- EXTRACTED ENTRIES
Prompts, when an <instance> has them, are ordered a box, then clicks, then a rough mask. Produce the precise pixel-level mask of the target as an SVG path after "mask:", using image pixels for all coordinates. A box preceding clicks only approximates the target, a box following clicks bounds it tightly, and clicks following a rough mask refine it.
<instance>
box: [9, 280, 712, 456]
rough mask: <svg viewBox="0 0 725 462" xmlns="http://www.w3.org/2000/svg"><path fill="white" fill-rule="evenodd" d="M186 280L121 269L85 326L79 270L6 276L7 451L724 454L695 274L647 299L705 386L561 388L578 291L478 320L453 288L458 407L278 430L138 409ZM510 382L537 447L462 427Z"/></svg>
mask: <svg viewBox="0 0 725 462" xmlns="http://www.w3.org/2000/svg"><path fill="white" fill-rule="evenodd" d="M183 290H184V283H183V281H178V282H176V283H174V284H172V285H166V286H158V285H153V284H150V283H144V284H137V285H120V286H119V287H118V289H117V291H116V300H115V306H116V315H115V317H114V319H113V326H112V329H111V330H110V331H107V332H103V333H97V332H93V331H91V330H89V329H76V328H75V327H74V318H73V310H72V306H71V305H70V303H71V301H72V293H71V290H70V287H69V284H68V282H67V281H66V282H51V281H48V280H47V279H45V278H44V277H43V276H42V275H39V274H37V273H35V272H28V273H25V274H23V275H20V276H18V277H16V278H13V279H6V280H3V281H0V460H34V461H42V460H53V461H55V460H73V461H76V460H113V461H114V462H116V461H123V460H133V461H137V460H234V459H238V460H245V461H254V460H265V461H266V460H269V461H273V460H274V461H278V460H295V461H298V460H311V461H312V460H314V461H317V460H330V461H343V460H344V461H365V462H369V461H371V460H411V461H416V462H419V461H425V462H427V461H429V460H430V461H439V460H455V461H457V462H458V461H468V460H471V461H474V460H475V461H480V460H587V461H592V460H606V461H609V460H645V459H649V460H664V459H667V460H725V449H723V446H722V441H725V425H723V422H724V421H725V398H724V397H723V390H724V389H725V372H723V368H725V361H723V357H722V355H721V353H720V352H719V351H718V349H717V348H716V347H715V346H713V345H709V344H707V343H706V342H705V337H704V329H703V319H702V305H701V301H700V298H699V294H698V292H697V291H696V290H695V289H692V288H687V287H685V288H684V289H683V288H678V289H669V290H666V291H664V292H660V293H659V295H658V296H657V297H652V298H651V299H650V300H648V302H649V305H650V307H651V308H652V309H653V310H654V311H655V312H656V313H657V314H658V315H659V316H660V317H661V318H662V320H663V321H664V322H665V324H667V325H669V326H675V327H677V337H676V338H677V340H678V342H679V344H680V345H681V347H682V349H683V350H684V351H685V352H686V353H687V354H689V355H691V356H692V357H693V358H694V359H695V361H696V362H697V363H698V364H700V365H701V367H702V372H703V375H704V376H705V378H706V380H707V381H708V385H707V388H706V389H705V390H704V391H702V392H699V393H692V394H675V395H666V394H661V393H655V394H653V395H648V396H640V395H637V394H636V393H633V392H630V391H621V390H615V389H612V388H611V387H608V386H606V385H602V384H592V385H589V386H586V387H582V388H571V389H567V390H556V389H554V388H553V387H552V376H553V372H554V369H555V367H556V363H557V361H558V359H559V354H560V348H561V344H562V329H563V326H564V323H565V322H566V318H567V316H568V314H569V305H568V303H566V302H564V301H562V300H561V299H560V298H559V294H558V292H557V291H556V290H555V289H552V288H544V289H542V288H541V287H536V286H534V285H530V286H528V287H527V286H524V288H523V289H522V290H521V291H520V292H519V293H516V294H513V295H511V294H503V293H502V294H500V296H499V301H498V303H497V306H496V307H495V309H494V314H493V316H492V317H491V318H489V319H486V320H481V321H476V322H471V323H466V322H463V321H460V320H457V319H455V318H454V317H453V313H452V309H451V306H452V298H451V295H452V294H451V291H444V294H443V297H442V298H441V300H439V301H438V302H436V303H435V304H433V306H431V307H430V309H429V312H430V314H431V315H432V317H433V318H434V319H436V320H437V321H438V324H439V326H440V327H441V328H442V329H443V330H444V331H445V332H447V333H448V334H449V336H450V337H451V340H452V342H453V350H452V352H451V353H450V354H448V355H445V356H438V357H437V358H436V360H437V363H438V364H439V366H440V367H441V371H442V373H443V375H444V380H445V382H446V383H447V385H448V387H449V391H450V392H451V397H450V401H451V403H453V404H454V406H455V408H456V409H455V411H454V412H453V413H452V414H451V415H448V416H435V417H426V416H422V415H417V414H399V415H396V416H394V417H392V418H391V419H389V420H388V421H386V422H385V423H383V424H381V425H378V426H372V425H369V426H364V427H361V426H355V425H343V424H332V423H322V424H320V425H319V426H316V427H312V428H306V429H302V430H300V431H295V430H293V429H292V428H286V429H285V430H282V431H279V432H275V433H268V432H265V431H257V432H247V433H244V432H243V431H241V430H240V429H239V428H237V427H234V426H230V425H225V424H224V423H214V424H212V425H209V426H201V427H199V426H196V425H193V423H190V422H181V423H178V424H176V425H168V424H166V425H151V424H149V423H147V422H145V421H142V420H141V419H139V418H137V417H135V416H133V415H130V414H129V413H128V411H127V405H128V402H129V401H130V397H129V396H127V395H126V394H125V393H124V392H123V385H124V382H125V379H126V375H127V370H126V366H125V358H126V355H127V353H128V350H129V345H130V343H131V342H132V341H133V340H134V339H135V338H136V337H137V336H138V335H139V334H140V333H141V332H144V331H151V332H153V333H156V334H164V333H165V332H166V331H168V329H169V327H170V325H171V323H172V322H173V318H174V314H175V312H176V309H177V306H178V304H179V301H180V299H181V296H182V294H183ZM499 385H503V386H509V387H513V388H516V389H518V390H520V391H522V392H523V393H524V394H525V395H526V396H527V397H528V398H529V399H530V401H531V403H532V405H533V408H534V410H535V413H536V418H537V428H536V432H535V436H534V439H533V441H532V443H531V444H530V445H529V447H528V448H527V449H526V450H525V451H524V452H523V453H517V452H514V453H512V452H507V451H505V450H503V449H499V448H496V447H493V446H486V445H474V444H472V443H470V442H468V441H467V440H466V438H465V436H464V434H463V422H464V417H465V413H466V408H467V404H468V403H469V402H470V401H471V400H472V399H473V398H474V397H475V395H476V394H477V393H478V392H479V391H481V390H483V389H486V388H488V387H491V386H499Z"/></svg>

- TASK PROMPT
Look over the data above and show each line that contains "instance".

- TASK SOLUTION
Prompts, when an <instance> has them, are ordered a box, then clicks, then a rough mask. Produce the precise pixel-level mask of the target as an SVG path after "mask:", using image pixels for all coordinates. A box preceding clicks only approximates the target, a box following clicks bounds it tightly, and clicks following a rough mask refine it.
<instance>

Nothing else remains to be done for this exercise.